[START]

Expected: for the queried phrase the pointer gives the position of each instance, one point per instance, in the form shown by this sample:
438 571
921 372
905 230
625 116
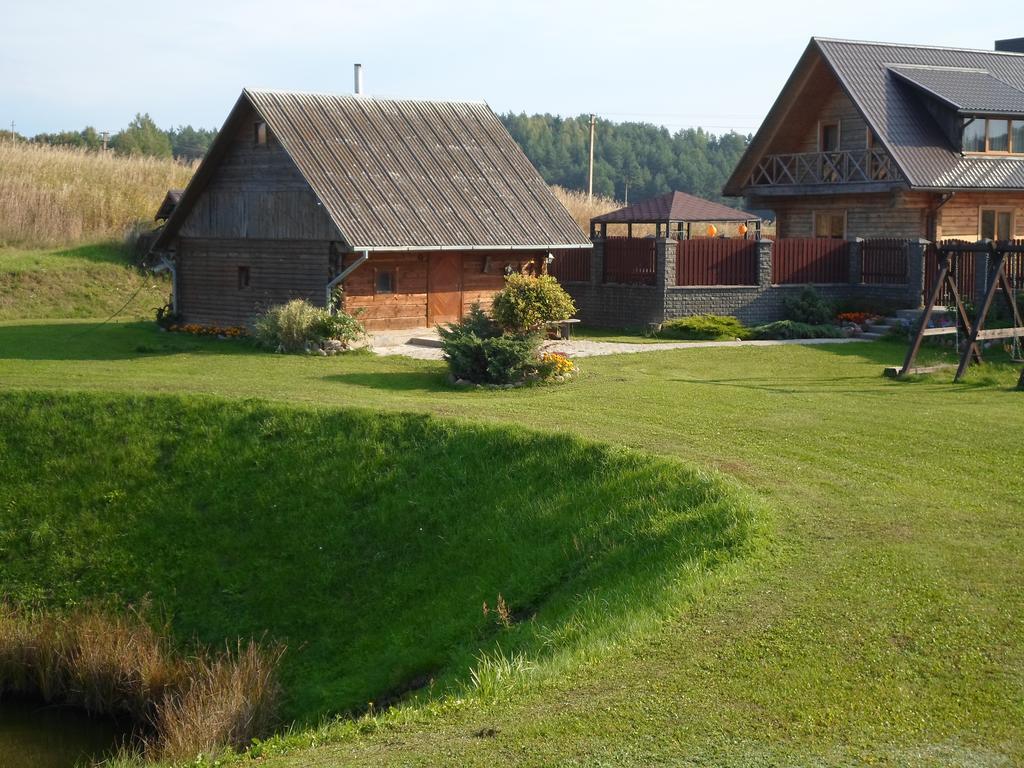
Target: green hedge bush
526 303
705 327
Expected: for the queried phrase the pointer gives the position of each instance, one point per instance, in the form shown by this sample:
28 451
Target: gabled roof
966 90
876 76
675 206
408 174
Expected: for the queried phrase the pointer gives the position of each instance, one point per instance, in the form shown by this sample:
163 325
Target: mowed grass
881 624
368 544
90 281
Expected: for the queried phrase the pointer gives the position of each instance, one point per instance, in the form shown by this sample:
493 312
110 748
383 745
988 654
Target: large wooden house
415 209
885 140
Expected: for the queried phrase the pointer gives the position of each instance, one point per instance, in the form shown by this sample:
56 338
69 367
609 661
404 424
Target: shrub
717 327
794 330
526 303
809 307
476 350
298 327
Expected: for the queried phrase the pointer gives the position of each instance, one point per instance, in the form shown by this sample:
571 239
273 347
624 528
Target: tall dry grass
582 208
57 196
120 665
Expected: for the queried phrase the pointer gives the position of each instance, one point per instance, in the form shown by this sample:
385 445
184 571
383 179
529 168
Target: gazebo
673 215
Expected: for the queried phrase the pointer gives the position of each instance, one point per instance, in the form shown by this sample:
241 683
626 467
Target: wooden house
886 140
415 209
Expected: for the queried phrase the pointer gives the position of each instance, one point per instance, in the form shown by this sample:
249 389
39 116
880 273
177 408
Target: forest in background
632 161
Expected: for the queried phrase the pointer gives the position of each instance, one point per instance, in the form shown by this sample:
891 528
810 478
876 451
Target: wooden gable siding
958 219
256 193
899 215
208 278
482 275
837 109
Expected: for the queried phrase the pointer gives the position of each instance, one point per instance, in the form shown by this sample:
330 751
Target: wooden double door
443 288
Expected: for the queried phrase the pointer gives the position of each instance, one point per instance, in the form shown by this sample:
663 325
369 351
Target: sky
711 64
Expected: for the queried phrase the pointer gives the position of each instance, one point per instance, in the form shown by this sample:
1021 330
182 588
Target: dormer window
995 135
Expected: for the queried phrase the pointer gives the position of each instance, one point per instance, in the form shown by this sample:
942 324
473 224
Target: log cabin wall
482 275
228 282
958 219
883 215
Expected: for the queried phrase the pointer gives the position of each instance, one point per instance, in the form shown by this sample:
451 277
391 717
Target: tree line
141 136
632 161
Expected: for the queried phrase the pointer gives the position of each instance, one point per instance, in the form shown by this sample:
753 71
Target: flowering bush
196 329
557 364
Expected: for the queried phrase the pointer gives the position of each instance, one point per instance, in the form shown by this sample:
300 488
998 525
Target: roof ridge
364 97
992 51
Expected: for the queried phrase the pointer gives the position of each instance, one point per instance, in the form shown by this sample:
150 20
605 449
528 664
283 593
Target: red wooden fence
815 260
884 261
630 260
717 262
570 265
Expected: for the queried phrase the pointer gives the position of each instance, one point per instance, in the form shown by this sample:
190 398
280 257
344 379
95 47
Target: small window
828 139
996 223
974 135
384 281
830 224
1017 137
998 135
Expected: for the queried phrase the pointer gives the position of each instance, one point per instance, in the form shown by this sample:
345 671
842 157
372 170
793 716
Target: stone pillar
856 255
597 261
915 272
764 264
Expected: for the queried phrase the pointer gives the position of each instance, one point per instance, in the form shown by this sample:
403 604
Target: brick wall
622 306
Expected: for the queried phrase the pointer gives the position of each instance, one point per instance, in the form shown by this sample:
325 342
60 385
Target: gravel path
587 348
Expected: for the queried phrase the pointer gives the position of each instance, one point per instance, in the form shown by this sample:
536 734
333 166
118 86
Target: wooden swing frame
970 351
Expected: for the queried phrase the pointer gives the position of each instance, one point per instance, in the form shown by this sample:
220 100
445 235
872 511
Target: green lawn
880 624
91 281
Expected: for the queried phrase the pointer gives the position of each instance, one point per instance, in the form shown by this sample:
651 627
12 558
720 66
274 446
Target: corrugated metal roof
675 206
409 174
904 127
970 91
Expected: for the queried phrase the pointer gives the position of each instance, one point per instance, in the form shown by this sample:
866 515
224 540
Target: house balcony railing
843 167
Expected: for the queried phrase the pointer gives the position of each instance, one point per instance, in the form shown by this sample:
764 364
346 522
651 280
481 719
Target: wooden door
444 288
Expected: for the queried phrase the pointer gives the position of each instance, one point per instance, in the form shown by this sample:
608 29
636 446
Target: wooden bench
564 328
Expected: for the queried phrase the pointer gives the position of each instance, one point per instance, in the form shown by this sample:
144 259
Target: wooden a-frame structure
970 351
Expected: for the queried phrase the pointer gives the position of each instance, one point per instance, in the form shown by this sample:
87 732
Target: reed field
60 196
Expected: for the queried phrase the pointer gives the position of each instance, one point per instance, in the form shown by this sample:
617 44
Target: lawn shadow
395 381
98 341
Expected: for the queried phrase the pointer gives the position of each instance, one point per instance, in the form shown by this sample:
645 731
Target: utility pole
590 183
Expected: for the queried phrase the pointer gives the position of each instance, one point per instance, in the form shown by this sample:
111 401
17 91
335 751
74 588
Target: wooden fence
814 260
630 260
717 262
570 265
884 261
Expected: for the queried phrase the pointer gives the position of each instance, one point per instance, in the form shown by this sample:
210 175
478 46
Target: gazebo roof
675 206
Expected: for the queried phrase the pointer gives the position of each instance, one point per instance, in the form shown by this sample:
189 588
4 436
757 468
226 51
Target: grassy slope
367 543
885 627
92 281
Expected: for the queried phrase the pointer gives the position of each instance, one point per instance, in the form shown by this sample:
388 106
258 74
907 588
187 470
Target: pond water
39 736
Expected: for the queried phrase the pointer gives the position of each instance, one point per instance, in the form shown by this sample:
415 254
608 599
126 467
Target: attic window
994 135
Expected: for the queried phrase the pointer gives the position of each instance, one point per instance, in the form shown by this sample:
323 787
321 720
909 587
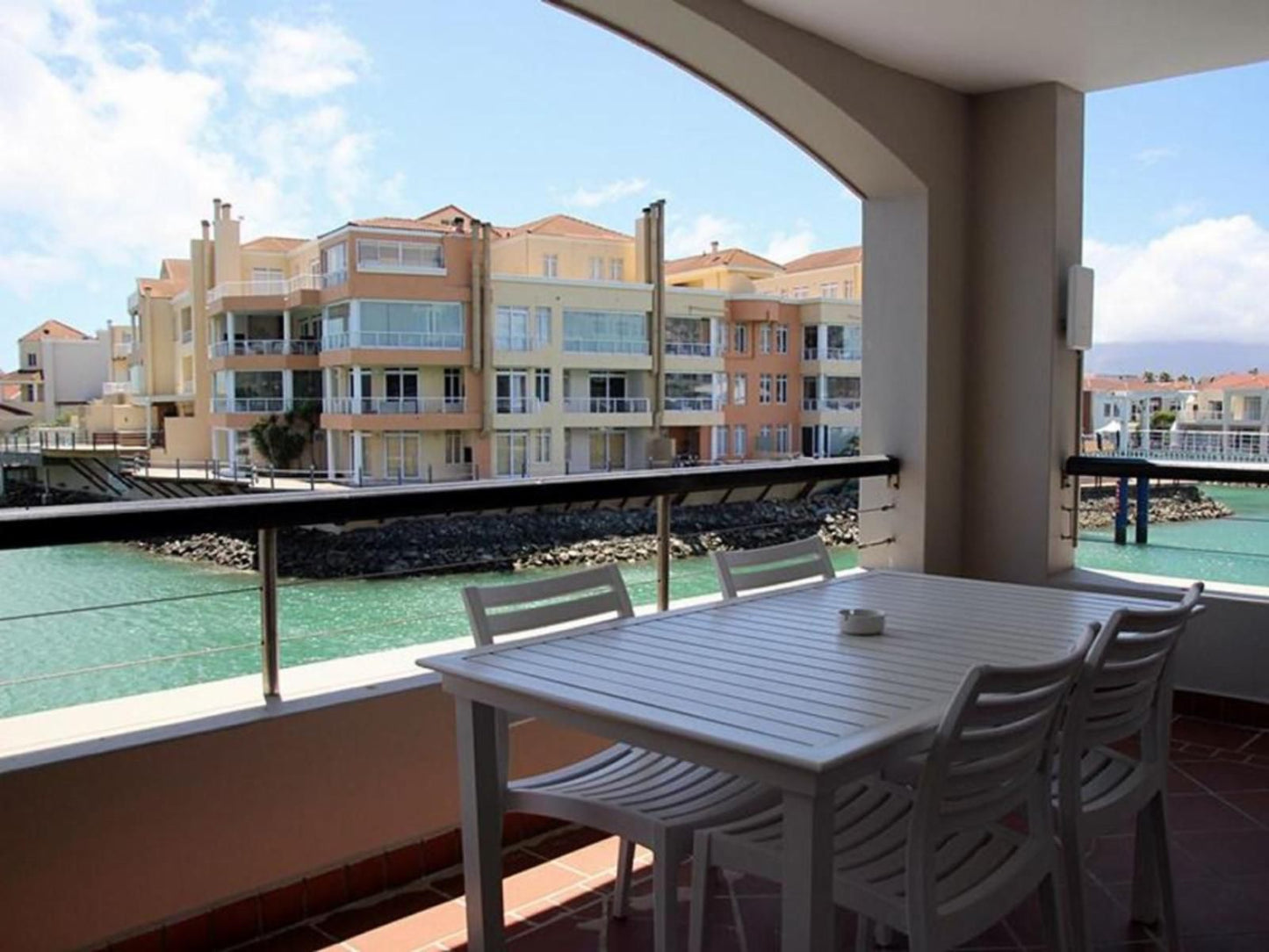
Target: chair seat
869 864
631 791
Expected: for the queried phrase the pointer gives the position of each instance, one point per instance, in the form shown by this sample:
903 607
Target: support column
1027 180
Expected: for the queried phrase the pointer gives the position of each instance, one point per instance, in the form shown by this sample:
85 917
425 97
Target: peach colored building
442 347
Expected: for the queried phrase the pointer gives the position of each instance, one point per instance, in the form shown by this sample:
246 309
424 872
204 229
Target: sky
122 121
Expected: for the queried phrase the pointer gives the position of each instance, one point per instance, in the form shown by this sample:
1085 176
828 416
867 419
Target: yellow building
442 347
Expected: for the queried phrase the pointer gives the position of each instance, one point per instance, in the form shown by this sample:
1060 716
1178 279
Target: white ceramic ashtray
862 621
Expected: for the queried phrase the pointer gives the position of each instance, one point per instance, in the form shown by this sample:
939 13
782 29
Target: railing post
1121 513
1143 510
267 558
663 553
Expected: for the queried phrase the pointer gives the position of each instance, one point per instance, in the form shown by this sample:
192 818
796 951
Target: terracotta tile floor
559 889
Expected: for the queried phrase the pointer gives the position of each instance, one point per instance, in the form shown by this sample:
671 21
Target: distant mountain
1195 358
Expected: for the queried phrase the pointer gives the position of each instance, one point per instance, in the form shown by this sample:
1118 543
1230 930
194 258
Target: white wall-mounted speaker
1078 307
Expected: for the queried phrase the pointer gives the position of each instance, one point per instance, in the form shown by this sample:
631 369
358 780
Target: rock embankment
525 539
1166 504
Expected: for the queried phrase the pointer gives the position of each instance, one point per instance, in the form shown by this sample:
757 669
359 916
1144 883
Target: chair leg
866 934
1051 911
665 897
701 871
1152 897
624 869
1078 934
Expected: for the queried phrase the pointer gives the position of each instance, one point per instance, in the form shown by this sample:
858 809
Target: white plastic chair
1123 692
741 573
638 795
938 861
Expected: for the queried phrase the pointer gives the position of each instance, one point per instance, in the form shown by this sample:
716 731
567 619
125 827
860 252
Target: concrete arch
901 144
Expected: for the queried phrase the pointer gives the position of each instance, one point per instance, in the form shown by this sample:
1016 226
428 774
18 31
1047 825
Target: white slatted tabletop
767 686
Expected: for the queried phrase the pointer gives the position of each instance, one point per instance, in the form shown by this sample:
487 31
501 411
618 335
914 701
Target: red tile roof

[END]

* [Your objective]
How many lines in the entries above contain the string "fence" with case matching? Reply with the number alone.

* [Finished exercise]
2